Extracted entries =>

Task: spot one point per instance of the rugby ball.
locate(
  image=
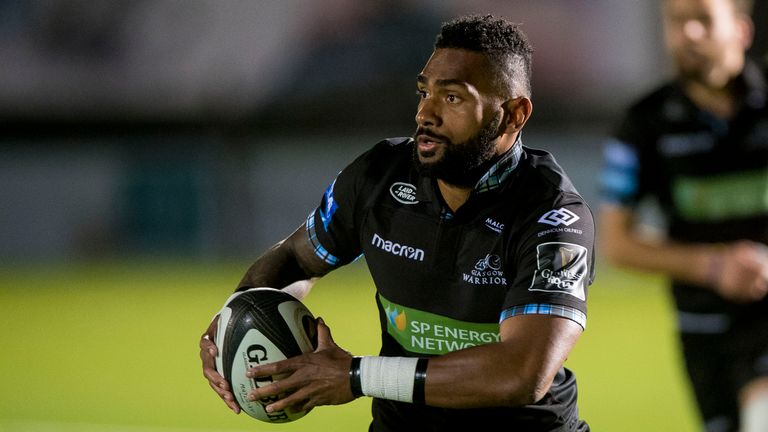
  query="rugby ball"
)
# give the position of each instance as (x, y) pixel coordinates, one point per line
(256, 327)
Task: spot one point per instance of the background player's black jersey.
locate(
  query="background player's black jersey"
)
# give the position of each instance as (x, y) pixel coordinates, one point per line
(521, 244)
(710, 175)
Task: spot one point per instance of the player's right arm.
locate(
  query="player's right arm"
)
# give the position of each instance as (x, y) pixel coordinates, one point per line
(291, 264)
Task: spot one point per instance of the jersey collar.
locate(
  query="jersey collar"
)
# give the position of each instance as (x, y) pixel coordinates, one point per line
(498, 172)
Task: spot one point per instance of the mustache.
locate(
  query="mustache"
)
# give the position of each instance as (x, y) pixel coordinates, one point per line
(428, 133)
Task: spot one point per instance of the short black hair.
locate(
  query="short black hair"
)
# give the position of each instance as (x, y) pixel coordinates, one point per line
(502, 42)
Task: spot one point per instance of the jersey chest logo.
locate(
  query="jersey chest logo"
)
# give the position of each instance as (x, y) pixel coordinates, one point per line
(487, 271)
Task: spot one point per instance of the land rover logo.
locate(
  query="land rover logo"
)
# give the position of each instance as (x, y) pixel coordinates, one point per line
(403, 192)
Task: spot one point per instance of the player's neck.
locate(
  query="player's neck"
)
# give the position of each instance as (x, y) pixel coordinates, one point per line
(720, 101)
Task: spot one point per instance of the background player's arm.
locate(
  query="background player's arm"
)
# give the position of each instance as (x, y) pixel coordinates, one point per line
(518, 370)
(737, 271)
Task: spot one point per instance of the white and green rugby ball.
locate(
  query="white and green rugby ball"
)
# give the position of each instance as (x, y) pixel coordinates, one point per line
(256, 327)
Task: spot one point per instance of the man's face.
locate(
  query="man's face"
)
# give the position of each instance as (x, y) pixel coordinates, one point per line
(707, 40)
(458, 119)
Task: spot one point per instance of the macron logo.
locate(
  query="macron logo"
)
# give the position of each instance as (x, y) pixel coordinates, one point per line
(558, 217)
(398, 249)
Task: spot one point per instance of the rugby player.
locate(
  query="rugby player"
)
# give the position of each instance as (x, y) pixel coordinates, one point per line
(481, 251)
(699, 146)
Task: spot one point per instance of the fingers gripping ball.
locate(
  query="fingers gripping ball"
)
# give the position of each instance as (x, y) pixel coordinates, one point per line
(260, 326)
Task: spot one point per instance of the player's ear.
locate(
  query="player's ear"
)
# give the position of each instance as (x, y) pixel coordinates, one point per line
(746, 30)
(517, 111)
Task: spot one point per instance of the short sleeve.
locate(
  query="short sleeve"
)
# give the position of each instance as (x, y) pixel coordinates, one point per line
(554, 263)
(332, 227)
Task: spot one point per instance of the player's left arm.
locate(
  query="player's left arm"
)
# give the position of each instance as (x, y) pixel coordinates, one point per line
(518, 370)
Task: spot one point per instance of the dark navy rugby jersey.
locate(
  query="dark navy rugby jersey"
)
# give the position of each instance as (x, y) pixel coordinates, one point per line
(522, 244)
(710, 175)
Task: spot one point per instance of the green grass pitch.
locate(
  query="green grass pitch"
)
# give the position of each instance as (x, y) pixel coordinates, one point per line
(113, 347)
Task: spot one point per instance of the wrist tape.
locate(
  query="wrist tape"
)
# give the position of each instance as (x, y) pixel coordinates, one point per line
(393, 378)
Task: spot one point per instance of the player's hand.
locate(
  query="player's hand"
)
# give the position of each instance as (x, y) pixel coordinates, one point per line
(743, 272)
(312, 379)
(217, 382)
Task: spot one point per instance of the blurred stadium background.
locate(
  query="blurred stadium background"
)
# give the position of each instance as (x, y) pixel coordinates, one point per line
(152, 148)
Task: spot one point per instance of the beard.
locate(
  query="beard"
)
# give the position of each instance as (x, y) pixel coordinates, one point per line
(462, 164)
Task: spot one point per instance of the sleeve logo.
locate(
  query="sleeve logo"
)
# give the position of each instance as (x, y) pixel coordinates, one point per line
(561, 267)
(558, 217)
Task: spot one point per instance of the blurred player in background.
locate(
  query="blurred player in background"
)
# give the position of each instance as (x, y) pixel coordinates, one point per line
(699, 146)
(481, 251)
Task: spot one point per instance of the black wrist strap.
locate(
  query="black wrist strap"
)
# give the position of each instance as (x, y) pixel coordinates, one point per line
(355, 382)
(419, 379)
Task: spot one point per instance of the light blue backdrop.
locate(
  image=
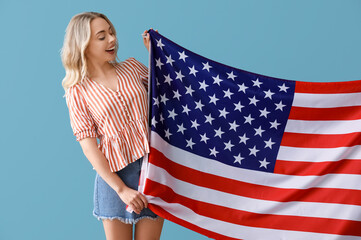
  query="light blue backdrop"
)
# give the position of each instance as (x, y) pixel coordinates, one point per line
(46, 182)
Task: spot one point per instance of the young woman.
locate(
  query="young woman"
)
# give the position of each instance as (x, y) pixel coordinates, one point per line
(108, 100)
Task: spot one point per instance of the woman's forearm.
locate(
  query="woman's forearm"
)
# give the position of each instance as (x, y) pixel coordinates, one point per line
(100, 164)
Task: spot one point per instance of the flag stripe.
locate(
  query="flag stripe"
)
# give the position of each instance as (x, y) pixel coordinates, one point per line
(304, 140)
(185, 215)
(333, 100)
(185, 223)
(296, 223)
(323, 127)
(327, 195)
(319, 154)
(255, 177)
(320, 210)
(330, 87)
(322, 114)
(344, 166)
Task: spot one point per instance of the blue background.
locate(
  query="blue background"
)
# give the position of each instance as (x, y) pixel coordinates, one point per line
(46, 182)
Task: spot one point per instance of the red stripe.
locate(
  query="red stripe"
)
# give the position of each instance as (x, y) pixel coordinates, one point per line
(337, 113)
(326, 195)
(329, 87)
(345, 166)
(305, 140)
(163, 213)
(282, 222)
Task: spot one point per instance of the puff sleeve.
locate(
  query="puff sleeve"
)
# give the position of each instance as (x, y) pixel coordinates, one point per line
(142, 70)
(81, 120)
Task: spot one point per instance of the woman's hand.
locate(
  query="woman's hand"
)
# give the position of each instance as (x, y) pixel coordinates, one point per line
(146, 38)
(133, 199)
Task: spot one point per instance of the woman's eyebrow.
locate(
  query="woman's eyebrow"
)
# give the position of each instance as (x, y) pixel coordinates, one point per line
(102, 31)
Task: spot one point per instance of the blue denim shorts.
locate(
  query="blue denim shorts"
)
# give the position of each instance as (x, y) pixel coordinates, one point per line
(107, 203)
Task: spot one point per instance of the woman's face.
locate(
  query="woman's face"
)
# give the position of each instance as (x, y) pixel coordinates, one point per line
(101, 47)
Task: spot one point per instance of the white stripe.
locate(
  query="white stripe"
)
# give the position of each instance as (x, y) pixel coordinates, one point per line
(255, 177)
(323, 127)
(319, 154)
(239, 231)
(313, 100)
(305, 209)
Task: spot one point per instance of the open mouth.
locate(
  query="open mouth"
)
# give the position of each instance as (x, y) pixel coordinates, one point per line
(111, 50)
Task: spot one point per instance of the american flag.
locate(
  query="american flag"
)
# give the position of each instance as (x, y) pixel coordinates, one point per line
(238, 155)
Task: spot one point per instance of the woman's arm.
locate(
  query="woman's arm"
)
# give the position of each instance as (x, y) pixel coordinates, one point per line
(132, 198)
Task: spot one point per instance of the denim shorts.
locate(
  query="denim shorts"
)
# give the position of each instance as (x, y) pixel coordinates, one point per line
(107, 203)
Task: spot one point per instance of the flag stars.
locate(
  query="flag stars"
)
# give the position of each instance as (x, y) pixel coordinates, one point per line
(189, 91)
(231, 75)
(159, 63)
(253, 101)
(154, 122)
(274, 124)
(228, 145)
(227, 93)
(167, 134)
(238, 106)
(160, 44)
(283, 88)
(257, 83)
(186, 109)
(195, 124)
(168, 79)
(213, 152)
(219, 133)
(269, 143)
(209, 119)
(199, 105)
(192, 70)
(163, 99)
(243, 139)
(203, 85)
(176, 94)
(238, 159)
(217, 80)
(264, 113)
(242, 88)
(181, 128)
(223, 113)
(264, 163)
(204, 138)
(182, 56)
(179, 75)
(172, 114)
(249, 119)
(234, 126)
(206, 66)
(190, 143)
(259, 131)
(156, 101)
(169, 60)
(280, 106)
(268, 94)
(253, 151)
(213, 99)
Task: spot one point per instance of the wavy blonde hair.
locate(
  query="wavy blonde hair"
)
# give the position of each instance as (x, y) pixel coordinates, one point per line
(76, 40)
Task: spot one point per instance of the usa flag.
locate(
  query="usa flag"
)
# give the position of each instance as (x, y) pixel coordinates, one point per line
(238, 155)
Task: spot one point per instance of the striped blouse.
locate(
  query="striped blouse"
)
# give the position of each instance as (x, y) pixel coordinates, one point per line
(118, 118)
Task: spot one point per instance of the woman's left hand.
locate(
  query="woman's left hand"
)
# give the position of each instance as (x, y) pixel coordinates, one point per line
(146, 38)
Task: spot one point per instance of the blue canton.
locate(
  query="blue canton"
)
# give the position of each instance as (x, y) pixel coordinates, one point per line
(216, 111)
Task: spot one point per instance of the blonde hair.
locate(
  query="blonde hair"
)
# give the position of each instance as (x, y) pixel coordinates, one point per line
(76, 40)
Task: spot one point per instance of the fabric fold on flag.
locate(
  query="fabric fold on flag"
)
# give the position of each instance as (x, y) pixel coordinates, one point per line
(239, 155)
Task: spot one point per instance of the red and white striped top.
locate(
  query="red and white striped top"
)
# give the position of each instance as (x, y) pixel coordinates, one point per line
(118, 118)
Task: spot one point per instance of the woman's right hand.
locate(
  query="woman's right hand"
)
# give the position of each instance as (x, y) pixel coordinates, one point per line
(133, 199)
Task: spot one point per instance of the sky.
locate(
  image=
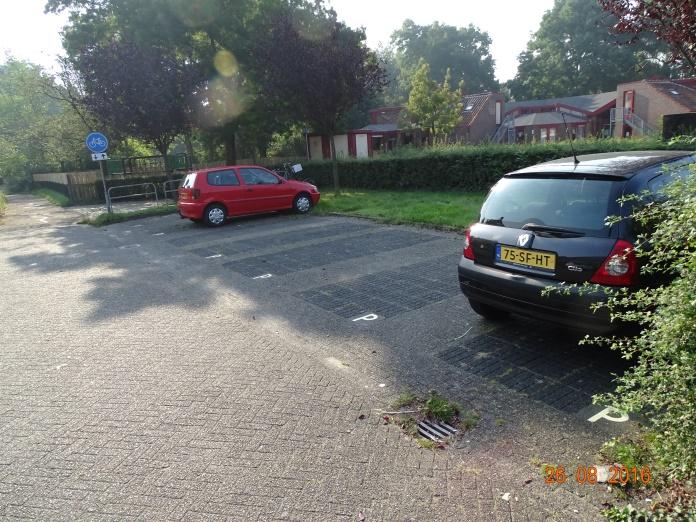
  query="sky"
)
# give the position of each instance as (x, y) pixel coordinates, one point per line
(29, 34)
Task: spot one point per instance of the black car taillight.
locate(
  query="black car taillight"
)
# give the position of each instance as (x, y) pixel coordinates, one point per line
(620, 268)
(468, 248)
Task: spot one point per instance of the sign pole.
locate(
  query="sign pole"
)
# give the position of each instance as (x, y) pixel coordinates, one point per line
(98, 144)
(107, 200)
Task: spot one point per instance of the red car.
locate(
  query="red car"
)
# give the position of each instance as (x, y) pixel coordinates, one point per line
(215, 194)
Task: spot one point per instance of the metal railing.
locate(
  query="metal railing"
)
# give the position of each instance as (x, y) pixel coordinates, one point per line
(110, 198)
(174, 190)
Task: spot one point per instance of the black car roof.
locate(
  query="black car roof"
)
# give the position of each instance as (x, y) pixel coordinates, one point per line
(623, 164)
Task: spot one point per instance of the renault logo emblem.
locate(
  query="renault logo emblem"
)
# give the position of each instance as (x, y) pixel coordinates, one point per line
(525, 240)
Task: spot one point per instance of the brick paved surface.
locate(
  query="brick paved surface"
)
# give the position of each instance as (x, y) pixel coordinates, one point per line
(138, 380)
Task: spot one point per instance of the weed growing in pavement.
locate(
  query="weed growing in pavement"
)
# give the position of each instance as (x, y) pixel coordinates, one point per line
(406, 398)
(468, 420)
(438, 408)
(427, 443)
(412, 409)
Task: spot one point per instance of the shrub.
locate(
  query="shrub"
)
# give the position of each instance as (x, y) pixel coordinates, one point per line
(458, 167)
(661, 384)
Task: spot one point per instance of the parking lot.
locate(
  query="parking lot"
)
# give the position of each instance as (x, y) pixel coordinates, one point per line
(161, 369)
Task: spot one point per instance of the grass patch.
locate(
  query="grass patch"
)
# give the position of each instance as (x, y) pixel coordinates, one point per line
(468, 420)
(117, 217)
(405, 399)
(445, 209)
(438, 408)
(427, 443)
(53, 196)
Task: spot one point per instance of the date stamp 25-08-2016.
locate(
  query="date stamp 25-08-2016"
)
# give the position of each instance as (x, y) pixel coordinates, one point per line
(615, 474)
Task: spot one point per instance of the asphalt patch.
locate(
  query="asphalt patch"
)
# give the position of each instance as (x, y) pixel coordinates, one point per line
(562, 378)
(391, 292)
(313, 256)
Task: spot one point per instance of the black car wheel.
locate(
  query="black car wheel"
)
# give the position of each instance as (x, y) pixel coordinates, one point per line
(214, 215)
(488, 312)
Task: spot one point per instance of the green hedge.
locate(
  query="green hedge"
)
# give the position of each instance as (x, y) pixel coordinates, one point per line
(460, 168)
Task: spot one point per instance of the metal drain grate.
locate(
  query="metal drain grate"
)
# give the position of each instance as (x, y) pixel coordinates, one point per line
(435, 430)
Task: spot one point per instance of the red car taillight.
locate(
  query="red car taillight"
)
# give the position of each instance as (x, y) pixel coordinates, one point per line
(620, 268)
(468, 249)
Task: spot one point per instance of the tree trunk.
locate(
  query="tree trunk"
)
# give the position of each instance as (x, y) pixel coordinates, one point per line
(334, 166)
(189, 148)
(231, 149)
(162, 148)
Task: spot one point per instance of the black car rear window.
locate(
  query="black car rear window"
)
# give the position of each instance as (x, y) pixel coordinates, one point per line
(577, 204)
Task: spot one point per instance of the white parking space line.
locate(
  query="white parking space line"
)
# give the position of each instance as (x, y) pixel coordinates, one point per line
(368, 317)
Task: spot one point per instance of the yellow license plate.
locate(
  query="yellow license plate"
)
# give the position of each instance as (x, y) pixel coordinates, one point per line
(524, 257)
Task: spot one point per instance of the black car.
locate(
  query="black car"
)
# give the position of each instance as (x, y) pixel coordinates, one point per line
(545, 224)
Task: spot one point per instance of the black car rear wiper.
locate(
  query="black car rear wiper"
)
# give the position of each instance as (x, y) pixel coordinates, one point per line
(554, 231)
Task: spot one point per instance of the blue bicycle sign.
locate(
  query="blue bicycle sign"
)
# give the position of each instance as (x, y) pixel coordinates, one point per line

What the task requires => Take every line from the one containing "Task: spot one point per instance of the tree" to the end of the listing and output it exactly, with nothing else.

Full output =>
Task: spot one point per instance of the tree trunk.
locate(
  query="tree trunk"
)
# give the position of each instance as (x, y) pixel coordinates, one point per line
(334, 166)
(189, 148)
(231, 149)
(162, 148)
Task: spot one point per instance of the black car rear window.
locate(
  query="black car rear window"
)
# give the position of each instance as (x, y) pixel coordinates, one point per line
(577, 204)
Task: spot one point per instance of the white parking space line.
locate(
  query="white parking space line"
)
# give the position of each instance as (x, y) pixel coordinates, one point per line
(368, 317)
Task: spot one point per instance of the yellow license plate.
locate(
  query="yellow license plate"
)
# give the position of each instance as (x, y) pixel coordinates, one point per line
(524, 257)
Task: spot one point per instance of the black car.
locate(
  query="black car"
)
# give the position of each instance as (x, y) pixel coordinates, one point per line
(545, 224)
Task: spot one point per instance of the black car rear wiper.
locate(
  query="black car rear wiper"
)
# give the position of each instance as (x, y) pixel coordinates, one point per line
(554, 231)
Task: spot one point per instance of the blue bicycle sign.
locate(
  query="blue bicycle sign"
)
# give the position of each instance as (x, y) pixel coordinates, one point per line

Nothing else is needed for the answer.